**Directions for this task**
From the first line to the last, reproduce the records below exactly, omitting any picture.

**Materials provided**
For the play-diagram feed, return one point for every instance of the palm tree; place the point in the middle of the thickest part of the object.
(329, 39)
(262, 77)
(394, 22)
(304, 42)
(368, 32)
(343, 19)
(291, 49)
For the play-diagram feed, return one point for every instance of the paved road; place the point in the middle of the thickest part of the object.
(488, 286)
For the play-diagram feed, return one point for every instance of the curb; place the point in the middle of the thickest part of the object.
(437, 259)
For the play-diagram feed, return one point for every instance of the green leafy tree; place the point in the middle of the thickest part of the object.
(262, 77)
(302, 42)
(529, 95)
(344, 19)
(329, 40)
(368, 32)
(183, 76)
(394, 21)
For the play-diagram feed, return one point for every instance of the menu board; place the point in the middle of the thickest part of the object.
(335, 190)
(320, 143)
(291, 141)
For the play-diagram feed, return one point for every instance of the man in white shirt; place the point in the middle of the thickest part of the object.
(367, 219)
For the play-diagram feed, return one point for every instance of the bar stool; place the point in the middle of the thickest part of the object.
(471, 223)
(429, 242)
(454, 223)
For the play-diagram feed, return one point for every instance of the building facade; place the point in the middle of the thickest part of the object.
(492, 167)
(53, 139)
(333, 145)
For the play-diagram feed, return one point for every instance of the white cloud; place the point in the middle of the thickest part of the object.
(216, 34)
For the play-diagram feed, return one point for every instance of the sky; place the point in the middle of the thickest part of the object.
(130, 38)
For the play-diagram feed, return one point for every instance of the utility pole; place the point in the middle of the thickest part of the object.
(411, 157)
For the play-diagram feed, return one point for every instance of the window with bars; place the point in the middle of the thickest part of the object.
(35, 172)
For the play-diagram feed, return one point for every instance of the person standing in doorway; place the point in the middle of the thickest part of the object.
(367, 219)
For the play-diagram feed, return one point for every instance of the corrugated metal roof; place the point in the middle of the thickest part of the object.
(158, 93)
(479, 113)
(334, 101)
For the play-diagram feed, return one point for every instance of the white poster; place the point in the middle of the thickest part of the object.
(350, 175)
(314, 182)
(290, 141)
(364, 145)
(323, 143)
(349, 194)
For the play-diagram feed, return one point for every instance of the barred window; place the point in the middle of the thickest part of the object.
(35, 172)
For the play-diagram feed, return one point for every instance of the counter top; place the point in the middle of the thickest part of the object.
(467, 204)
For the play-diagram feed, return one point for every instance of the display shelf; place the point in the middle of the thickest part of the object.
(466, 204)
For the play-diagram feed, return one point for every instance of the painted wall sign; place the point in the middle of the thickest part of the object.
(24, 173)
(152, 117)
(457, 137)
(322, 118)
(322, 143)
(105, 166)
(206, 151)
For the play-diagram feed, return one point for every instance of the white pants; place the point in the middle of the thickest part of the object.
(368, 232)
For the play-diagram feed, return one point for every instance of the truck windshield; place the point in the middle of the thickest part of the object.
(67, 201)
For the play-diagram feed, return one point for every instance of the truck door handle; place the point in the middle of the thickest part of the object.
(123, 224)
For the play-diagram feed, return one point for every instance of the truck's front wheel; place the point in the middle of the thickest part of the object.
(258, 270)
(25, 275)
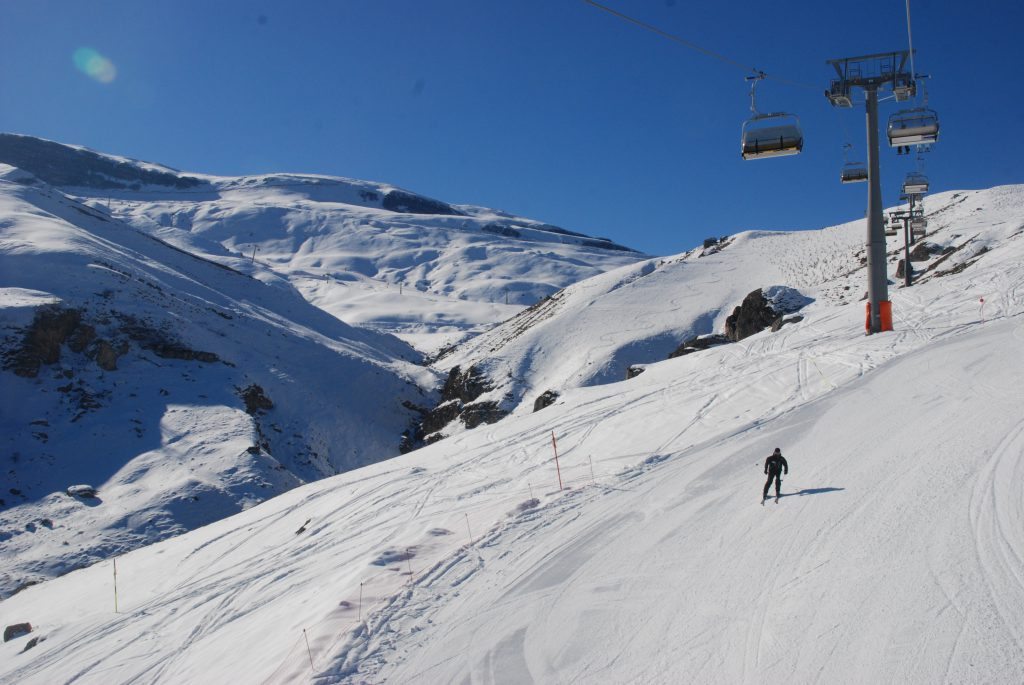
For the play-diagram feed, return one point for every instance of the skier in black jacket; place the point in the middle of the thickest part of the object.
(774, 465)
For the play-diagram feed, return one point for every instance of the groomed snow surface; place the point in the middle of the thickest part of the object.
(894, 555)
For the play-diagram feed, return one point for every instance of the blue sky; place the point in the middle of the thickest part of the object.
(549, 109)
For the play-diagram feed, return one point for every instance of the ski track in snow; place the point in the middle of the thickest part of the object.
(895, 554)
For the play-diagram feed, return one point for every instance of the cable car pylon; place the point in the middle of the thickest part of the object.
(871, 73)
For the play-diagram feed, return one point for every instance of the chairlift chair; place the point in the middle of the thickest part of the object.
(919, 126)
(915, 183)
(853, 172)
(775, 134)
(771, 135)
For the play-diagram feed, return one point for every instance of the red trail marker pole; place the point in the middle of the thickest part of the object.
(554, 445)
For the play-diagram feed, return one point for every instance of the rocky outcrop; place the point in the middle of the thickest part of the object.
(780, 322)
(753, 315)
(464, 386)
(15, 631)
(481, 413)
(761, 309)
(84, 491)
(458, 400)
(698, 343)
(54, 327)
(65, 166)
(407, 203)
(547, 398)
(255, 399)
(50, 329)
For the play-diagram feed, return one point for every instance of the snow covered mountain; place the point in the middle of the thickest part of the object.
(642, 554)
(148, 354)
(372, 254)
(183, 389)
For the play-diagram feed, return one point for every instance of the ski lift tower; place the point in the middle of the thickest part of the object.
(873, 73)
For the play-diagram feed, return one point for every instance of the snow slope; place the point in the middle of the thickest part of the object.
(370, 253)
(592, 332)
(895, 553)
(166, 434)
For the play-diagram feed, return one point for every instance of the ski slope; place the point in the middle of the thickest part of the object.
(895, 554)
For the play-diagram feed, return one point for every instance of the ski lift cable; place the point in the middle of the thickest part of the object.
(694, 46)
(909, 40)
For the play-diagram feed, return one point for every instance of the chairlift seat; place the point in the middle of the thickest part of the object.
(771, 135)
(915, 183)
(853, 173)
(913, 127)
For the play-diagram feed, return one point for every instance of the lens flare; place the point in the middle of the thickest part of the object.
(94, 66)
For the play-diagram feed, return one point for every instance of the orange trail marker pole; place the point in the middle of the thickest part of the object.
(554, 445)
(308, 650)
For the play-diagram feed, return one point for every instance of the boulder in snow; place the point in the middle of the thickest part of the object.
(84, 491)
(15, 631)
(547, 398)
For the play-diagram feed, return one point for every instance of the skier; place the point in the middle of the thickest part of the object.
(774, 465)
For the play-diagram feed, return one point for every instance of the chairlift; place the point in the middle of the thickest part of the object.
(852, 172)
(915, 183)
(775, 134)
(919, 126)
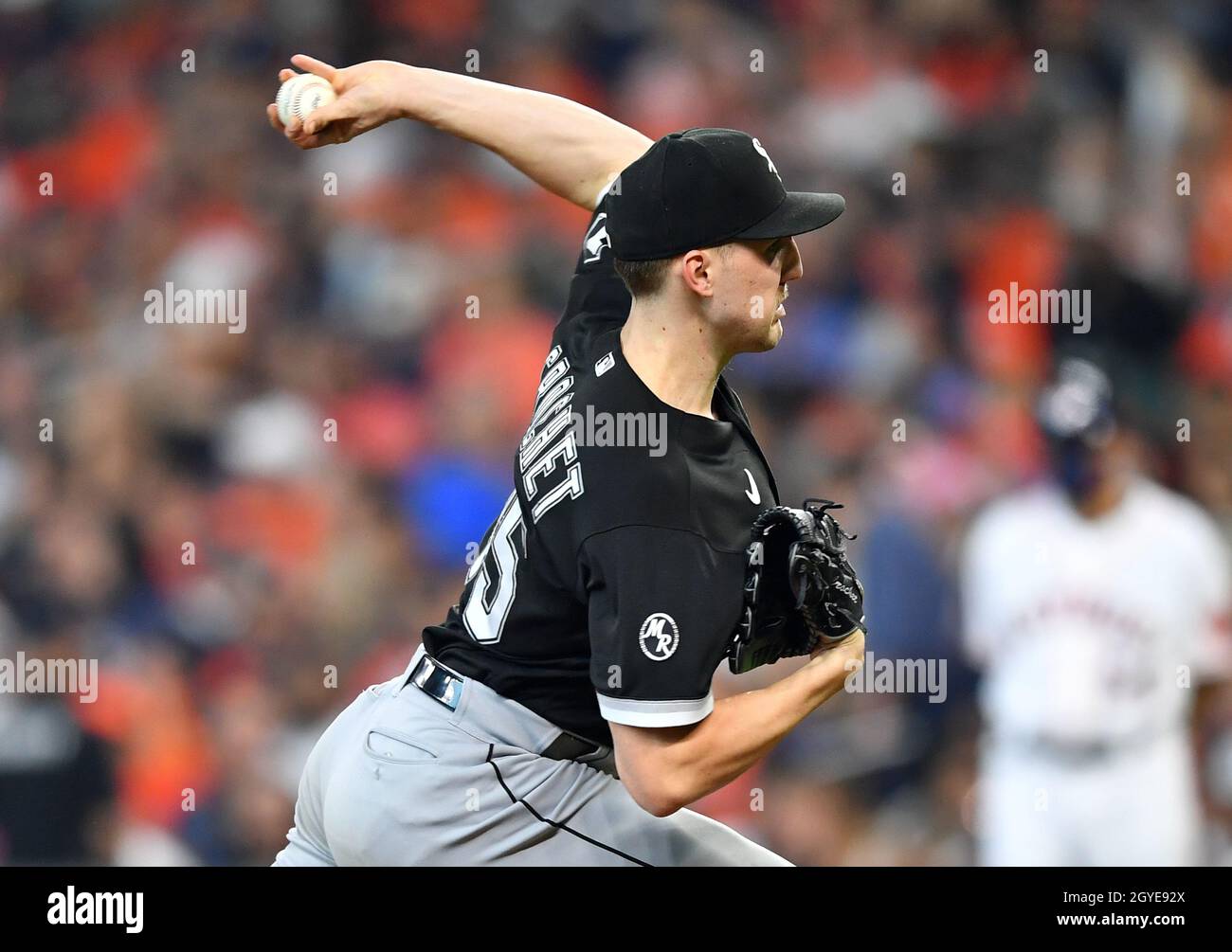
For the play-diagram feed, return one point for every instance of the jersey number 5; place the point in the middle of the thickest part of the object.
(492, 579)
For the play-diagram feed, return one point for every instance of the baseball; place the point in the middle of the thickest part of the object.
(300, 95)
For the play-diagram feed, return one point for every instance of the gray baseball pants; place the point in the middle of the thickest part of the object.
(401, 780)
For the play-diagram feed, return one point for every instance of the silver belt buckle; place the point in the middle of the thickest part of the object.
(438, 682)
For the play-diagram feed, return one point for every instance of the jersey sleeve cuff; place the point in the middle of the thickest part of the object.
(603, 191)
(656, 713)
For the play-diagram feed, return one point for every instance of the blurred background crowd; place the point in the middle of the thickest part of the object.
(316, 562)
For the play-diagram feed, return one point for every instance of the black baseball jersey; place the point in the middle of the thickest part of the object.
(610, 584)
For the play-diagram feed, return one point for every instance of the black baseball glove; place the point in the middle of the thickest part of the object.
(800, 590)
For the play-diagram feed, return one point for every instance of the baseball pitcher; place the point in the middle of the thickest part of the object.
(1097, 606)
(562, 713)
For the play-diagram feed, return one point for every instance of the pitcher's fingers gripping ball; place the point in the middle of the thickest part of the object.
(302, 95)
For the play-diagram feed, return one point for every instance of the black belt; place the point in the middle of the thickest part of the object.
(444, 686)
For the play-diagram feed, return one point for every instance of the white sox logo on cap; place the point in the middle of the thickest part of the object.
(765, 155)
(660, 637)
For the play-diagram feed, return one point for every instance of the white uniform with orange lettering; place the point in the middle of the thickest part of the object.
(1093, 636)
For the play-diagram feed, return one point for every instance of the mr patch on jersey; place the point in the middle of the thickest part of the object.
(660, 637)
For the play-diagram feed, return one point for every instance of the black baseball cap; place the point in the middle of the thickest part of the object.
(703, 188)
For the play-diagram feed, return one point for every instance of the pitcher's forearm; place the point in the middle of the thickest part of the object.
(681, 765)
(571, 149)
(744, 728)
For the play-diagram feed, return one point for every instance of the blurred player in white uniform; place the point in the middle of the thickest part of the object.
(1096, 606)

**Reply to the exercise**
For the play-diagram feed, return one point for every instance of the palm tree; place the point in the middle of the thickest part of the object.
(329, 39)
(262, 77)
(394, 22)
(304, 42)
(368, 32)
(343, 19)
(291, 49)
For the play-diagram feed, return one point for every instance of the paved road; place the point in the middle of the thickest part of the object.
(488, 286)
For the play-diagram feed, return one point for every instance of the curb; place the point in the middle of the thickest part of the object.
(437, 259)
For the play-diagram feed, return one point for every instance of the green leafy tree; place the point in the middle of the thickest part of the object.
(262, 77)
(302, 42)
(529, 95)
(344, 19)
(329, 40)
(368, 32)
(183, 76)
(394, 21)
For the play-diagram feed, return one point for every instance of the menu board; place the point in the middle of the thickest part of the object.
(335, 190)
(320, 143)
(291, 141)
For the play-diagram feed, return one point for every instance of the man in white shirt; place the point in the middle of the thickest part of the object.
(367, 219)
For the play-diagram feed, return one point for every instance of the bar stool; place the point in the middle of the thickest part of the object.
(471, 223)
(429, 242)
(454, 223)
For the play-diagram feed, return one point for every instance of the building facade; place the point in the middle of the thickest part of the object.
(492, 167)
(53, 139)
(333, 145)
For the play-diagram feed, return one point for every instance of the white cloud; place the point in the middle of the thickest part of the object.
(216, 34)
For the play-diagram feed, return one point for every instance of the sky; place the point in the middle of the thickest part of the object.
(130, 38)
For the play-diagram feed, return one point for every instance of the utility pole; place the point in the middle of the thickest part of the object.
(411, 157)
For the play-diagram feed, return one point for every instance of the window with bars; place the point in the middle of the thickest part of the object.
(35, 172)
For the play-diagram feed, return one point for every instance of the person standing in doorway; place the point in the middle of the thickest part of the object.
(367, 219)
For the play-diagram feed, return one point for every instance of the corrugated metal roof; place the point in the middle of the thickest part of the object.
(158, 93)
(479, 113)
(334, 101)
For the play-diagram feed, return one point for every instance of the white poster; place the point in the middle of the thickest part of the object.
(350, 175)
(314, 182)
(290, 141)
(364, 145)
(323, 143)
(349, 194)
For the play-diagram feed, return one point for every instance of the barred window; place the point in the middle of the thickest part of the object.
(35, 172)
For the play-diagram feed, return one point for every instance of the counter top; place the point in the middle of the thickest part of the object.
(467, 204)
For the play-diagram feed, return one point for every instance of the display shelf; place the point in the middle of the thickest part of the object.
(466, 204)
For the play-diagram feed, return one point for every instance of the painted wall sign; place the point in the middle of the thickest part of the object.
(24, 173)
(152, 117)
(457, 137)
(322, 118)
(322, 143)
(105, 166)
(206, 151)
For the play-diagram feed, return one point for every instance of the white pants; place the point in the middle of the thickest part of the object.
(368, 232)
For the play-diagram feed, return one point for every instance of the truck windshield; place the point in the middle of the thickest part of the object.
(67, 201)
For the play-diagram feed, return one point for every instance of the truck door handle; place the point in the middle of the thickest part of the object.
(123, 224)
For the play-diagram feed, return one point for every instance of the truck's front wheel; place the point in the middle of the thickest part of the object.
(258, 270)
(25, 275)
For the play-diagram feed, return one point for every instance of the skier in black jacket; place the point in the middle of the thickest part of the object.
(774, 465)
For the play-diagram feed, return one point for every instance of the groomed snow surface; place the point in the middle of the thickest part of the object.
(894, 555)
For the play-diagram feed, return one point for every instance of the blue sky; place the point in the middle of the thickest part of the object.
(549, 109)
For the play-diagram feed, return one point for every instance of the ski track in snow; place the point in the middle of the thickest part of the object.
(895, 554)
For the play-diagram feed, return one point for every instance of the cable car pylon; place the point in the middle of the thickest part of the object.
(871, 73)
For the play-diagram feed, return one point for every instance of the chairlift chair; place the point in the middle of the thickest part of the object.
(919, 126)
(915, 183)
(853, 172)
(775, 134)
(771, 135)
For the play-diagram feed, return one point for every instance of the red trail marker pole; place the point in the middle of the thickest part of the object.
(554, 445)
For the play-diagram feed, return one point for every instance of the rocky outcrop; place the point in the middle of the thickest part of the object.
(780, 322)
(753, 315)
(464, 386)
(15, 631)
(481, 413)
(761, 309)
(84, 491)
(458, 400)
(698, 343)
(54, 327)
(65, 166)
(407, 203)
(547, 398)
(255, 399)
(50, 329)
For the play-diagram feed, return one point for every instance of the snow covered mountain; place the point in the middle of the thickest part of the object.
(642, 554)
(148, 354)
(372, 254)
(183, 389)
For the play-diagram feed, return one point for every instance of the ski lift tower; place the point in the middle of the thickest part of the object.
(873, 73)
For the play-diagram feed, return one point for every instance of the snow slope; place the point in the middle of the thickest part of the object.
(370, 253)
(592, 332)
(895, 553)
(166, 434)
For the play-diagram feed, return one point for every instance of the ski slope; place the point in the middle of the thickest part of the object.
(895, 554)
For the play-diagram feed, return one point for every instance of the ski lift cable; place the point in the middle of the thickest part of the object.
(694, 46)
(909, 40)
For the play-diagram feed, return one point for every instance of the chairlift seat; place the point in the middle of the thickest part of the object.
(771, 135)
(915, 183)
(853, 173)
(913, 127)
For the play-diagram feed, return one point for every instance of the lens flare; place the point in the middle of the thickest part of the object.
(94, 66)
For the play-diagram feed, return one point for every instance of the orange trail marker pole; place the point in the middle of the thickest part of the object.
(554, 445)
(308, 650)
For the play-diagram feed, return one point for every instance of the boulder in snow; place the point in the middle of the thickest part of the object.
(84, 491)
(15, 631)
(547, 398)
For the play-diagram feed, return one point for every instance of the skier; place the point in the middle of the thickest part of the object.
(774, 465)
For the play-diagram feed, return one point for every instance of the chairlift; place the point in the middle of the thickest part of the object.
(852, 172)
(915, 183)
(775, 134)
(919, 126)
For the play-diagram feed, return one point for every instance of the jersey number 5; place the point in the middle of the thickest part of the object.
(492, 579)
For the play-diagram feed, return one point for every instance of the baseball; place the point in the middle of the thickest part of the object.
(300, 95)
For the play-diagram feed, return one point for every instance of the gray baseball pants; place the point in the middle of the thickest part of the object.
(401, 780)
For the play-diagram feed, return one point for every instance of the silver belt buckle; place the point in the middle of the thickest part of the object.
(438, 682)
For the play-diagram feed, return one point for every instance of the jersey sleeve cuff; place the point in the middle of the thickest part of the object.
(603, 191)
(656, 713)
For the play-diagram feed, return one point for every instance of the blurred background crowd; place the point in the middle of the thickest part of the object.
(316, 562)
For the play-diagram feed, return one point for every instance of the black baseball jersey; place the point in the middle of the thickest part of the object.
(610, 584)
For the play-diagram feed, return one point for every instance of the black baseball glove; place the point in the middle of the thickest part of the object.
(800, 590)
For the play-diagram feed, return one point for every instance of the baseball pitcher; place the point in the middle of the thickest part of the object.
(1097, 606)
(562, 713)
For the play-diagram feed, return one point for every instance of the pitcher's fingers gripping ball; place the point in the middle of the thickest part of the object.
(302, 95)
For the play-diagram feed, return one point for every instance of the black belt; place the point in the middle of the thickest part of the object.
(444, 686)
For the play-diagram feed, return one point for every instance of the white sox logo on cap; place the point in the middle of the thickest part of the object.
(765, 155)
(660, 637)
For the play-diagram feed, return one point for every instance of the white uniform with orange lettering; place the point in the middle of the thickest part of the object.
(1093, 636)
For the play-diagram feed, return one point for every instance of the mr patch on jersey; place the point in the middle of the thickest part of the object.
(660, 637)
For the play-diagram feed, return one point for every instance of the black baseball cap; place the point in the middle of the thickest part of the object.
(703, 188)
For the play-diagram feed, return one point for every instance of the pitcher's forearm; place the point in the middle of the thickest part of the object.
(681, 765)
(571, 149)
(744, 728)
For the play-diagram feed, return one point for every instance of the blurred player in white uniform; place the point in the middle of the thickest part of the object.
(1096, 606)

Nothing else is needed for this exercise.